Tasks for this exercise:
a. According to the online banking security text, how soon must the Federal Electronic Funds Transfer Act make banks reimburse consumer fraud victims?
b. From the online banking security text, return word for word the passage that opens with the words containing "Online banking may" and closes with "fraud or theft.".

Provided text:
————

Online banking may offer a great deal of ease and convenience, especially for owners of small and home-based businesses, but it exposes the account holder to a sea of unscrupulous fraudsters and hackers. In one fell swoop, a business’ entire financial health can be compromised and a business owner’s personal assets can be decimated.
Many small business owners may not be aware that according to federal law losses in private consumer accounts due to fraud are typically covered by the banks that hold them. The Federal Electronic Funds Transfer Act (EFTA) requires banks to reimburse consumer fraud victims within 10 days of a reported incident of fraud. Commercial accounts on the other hand receive virtually no protection from fraud or theft.
If your small business relies on online banking, then pay attention to the following tips to help keep your assets and your business safe:
1. Know your bank’s policies. Make sure that you are clear about what your bank is doing to protect your account and what it will do if your account is compromised by hackers. You should also know how your bank wants you to report any unauthorized charges or suspicious activity.
2. Choose a bank that has a solid fraud monitoring system and policy. One way to reduce your chances of becoming a victim of fraud is to do business with a bank that takes a proactive approach to online banking fraud. It should have a reliable monitoring system in place to detect suspicious account activity and should have a history of responding quickly to suspicious behavior.
3. Keep your anti-malware software and firewall protection current. Make sure that your system and browser software is up-to-date, and that you have installed reliable anti-virus, anti-spyware, and firewall protection.
4. Monitor your accounts for suspicious activity. The sooner you catch and respond to any irregularities and missing funds in your account the greater your chances of recouping the lost money. If your bank offers transaction alerts, then make sure to sign up for this service.
5. Don’t easily give out sensitive information. Be on alert and act with caution if either your bank or credit card company asks you to verify your account information. Keep in mind that they already have this information on record.
6. Be mindful of your paper trail. Printed banking and credit card information should be disposed of properly (i.e. shredded or rendered unreadable). To be safe, where possible you can opt to receive electronic statements instead of paper ones.
7. Conduct transactions from secure computers. Use your own computer and where possible avoid conducting sensitive transactions on the go over a wireless Internet connection. You could also have one computer that is specifically dedicated to online banking transactions and purchases to reduce the chances of picking up a virus.
8. Pay attention to the what you open on your computer. Only open emails from people you know and trust, be careful with emailed links, and pay special attention to email attachments. Make sure to scan attachments even from people you know before opening them. Make it a practice of avoiding and even blocking pop-ups.
9. Pay attention to the look and feel of your bank’s online system. If the logo suddenly seems out of place or the bank seems to be asking you for seemingly irrelevant information then it could be a red light signaling that something is off.
10. Personalize your security controls. Some banks allow their account holders to customize their online transactions (i.e. disabling some of them, while enabling others, or placing certain restrictions or requirements) so that actions, like international wire transfers, for example can only be done in person.

————

Extracted information:

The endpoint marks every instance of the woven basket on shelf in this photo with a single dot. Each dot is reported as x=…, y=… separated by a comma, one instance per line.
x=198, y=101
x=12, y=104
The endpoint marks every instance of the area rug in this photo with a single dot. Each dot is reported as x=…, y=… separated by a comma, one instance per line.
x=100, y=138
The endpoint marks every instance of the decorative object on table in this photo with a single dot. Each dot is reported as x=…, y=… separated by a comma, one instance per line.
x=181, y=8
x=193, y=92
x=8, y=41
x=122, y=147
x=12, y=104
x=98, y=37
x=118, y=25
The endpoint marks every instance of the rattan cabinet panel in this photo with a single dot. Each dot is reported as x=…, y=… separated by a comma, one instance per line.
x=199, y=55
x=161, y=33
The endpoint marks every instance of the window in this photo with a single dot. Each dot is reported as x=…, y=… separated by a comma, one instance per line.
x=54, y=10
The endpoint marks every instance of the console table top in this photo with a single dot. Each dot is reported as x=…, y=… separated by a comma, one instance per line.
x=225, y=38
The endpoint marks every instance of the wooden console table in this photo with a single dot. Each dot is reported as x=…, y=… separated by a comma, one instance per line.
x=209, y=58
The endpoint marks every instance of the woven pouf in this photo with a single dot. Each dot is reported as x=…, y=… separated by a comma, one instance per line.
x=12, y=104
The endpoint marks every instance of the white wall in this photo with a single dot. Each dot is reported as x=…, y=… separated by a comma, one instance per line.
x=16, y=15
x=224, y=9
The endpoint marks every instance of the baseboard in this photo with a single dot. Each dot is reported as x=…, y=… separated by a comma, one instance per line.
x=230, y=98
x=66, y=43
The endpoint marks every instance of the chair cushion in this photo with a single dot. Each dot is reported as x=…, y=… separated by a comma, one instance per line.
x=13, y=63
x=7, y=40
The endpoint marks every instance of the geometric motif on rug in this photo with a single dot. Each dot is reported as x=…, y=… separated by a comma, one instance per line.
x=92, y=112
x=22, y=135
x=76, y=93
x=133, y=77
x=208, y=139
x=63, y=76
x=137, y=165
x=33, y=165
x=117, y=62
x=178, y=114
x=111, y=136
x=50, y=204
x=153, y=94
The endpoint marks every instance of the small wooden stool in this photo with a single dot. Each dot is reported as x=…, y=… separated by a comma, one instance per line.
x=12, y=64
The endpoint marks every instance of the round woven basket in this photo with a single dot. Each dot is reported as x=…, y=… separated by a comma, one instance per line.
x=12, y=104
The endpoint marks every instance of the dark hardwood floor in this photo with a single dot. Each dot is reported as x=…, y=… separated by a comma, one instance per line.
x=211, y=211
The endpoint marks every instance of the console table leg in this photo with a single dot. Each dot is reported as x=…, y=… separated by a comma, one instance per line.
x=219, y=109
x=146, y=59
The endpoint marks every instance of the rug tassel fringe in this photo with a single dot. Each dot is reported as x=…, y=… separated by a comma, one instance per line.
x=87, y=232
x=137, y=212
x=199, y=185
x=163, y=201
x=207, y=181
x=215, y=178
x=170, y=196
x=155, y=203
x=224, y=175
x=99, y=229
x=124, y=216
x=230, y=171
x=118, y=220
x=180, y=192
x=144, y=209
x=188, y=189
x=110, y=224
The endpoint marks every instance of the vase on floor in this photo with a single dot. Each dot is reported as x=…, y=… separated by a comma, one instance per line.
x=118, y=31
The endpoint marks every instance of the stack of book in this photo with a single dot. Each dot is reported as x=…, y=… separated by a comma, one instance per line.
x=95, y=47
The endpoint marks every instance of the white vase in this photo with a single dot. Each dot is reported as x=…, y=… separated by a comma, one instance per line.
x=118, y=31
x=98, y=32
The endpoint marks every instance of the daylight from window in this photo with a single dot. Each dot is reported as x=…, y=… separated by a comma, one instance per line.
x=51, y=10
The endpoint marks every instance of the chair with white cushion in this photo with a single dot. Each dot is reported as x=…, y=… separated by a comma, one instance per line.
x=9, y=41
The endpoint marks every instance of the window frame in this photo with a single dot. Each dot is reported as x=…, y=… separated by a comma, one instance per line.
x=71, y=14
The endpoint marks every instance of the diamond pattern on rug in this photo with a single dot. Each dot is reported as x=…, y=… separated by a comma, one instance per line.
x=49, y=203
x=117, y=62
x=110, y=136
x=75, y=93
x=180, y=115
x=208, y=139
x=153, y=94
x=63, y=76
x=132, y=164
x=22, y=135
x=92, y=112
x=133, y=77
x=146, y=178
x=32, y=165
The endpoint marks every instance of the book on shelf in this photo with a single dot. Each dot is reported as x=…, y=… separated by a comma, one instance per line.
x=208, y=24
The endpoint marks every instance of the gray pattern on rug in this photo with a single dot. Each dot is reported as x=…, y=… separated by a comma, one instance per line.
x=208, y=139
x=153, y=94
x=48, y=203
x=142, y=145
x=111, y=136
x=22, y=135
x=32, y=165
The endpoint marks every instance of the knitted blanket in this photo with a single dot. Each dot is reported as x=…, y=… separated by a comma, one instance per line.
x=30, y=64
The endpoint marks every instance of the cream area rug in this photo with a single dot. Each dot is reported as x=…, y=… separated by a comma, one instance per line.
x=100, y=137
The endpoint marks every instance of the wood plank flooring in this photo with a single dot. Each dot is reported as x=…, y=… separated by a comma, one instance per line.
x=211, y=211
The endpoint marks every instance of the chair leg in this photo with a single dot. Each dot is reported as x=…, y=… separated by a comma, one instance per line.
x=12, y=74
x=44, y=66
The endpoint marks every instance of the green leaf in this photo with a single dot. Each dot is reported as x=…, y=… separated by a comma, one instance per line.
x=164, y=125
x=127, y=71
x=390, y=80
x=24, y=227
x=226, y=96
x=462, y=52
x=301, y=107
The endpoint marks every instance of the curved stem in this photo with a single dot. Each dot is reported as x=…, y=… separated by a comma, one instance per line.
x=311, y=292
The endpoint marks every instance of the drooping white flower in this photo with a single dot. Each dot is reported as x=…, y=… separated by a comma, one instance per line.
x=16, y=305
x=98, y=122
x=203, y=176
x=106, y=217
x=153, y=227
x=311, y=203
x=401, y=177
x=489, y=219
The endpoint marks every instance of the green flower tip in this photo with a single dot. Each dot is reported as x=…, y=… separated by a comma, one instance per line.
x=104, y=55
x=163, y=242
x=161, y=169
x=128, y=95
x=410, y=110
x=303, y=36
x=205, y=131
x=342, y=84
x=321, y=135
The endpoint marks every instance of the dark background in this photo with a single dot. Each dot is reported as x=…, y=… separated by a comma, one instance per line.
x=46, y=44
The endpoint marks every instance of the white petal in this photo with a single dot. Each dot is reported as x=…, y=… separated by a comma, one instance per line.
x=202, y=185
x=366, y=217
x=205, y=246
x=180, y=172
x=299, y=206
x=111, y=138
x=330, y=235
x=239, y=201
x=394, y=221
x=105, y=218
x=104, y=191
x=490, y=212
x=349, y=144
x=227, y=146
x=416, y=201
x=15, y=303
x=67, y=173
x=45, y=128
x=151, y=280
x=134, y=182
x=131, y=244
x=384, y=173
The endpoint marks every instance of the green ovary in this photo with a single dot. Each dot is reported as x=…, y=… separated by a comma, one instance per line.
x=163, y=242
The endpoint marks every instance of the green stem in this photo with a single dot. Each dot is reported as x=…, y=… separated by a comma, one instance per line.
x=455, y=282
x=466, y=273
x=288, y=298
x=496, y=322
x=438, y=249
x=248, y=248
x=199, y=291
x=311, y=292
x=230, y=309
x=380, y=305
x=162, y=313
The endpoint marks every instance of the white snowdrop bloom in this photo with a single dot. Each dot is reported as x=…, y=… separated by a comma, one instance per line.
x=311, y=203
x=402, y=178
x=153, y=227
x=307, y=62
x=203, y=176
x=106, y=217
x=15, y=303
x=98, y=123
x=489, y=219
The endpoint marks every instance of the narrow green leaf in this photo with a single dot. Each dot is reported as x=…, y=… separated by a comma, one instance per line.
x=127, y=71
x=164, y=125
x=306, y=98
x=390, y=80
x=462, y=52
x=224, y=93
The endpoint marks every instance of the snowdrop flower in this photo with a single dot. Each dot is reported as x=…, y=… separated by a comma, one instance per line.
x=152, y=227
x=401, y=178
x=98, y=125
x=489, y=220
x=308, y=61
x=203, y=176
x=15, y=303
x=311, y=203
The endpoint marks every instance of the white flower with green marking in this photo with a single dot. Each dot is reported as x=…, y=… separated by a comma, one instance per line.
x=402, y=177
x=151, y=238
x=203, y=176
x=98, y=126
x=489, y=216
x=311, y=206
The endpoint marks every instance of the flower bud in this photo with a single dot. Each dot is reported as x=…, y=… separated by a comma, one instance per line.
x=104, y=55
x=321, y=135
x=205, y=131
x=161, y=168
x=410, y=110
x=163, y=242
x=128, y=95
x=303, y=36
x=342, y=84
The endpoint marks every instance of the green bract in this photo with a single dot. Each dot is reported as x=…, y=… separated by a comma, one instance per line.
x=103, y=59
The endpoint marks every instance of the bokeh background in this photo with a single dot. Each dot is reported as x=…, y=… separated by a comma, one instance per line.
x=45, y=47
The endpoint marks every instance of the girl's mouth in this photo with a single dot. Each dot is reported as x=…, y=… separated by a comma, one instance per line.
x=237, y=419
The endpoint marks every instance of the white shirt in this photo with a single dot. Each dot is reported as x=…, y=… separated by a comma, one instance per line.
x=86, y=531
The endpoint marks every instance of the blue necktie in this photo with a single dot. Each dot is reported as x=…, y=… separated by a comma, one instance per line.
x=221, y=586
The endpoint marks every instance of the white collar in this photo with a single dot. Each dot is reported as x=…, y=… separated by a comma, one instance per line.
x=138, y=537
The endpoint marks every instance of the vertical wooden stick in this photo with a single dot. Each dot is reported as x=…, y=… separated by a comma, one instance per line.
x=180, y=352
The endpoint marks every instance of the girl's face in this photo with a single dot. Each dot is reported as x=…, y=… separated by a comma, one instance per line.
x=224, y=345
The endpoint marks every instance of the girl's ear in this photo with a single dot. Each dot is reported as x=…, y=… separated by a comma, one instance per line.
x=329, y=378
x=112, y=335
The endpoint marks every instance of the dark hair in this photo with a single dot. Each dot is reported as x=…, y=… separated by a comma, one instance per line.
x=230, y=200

————

List of answers:
a. Within 10 days of a reported incident of fraud.

b.
Online banking may offer a great deal of ease and convenience, especially for owners of small and home-based businesses, but it exposes the account holder to a sea of unscrupulous fraudsters and hackers. In one fell swoop, a business’ entire financial health can be compromised and a business owner’s personal assets can be decimated.
Many small business owners may not be aware that according to federal law losses in private consumer accounts due to fraud are typically covered by the banks that hold them. The Federal Electronic Funds Transfer Act (EFTA) requires banks to reimburse consumer fraud victims within 10 days of a reported incident of fraud. Commercial accounts on the other hand receive virtually no protection from fraud or theft.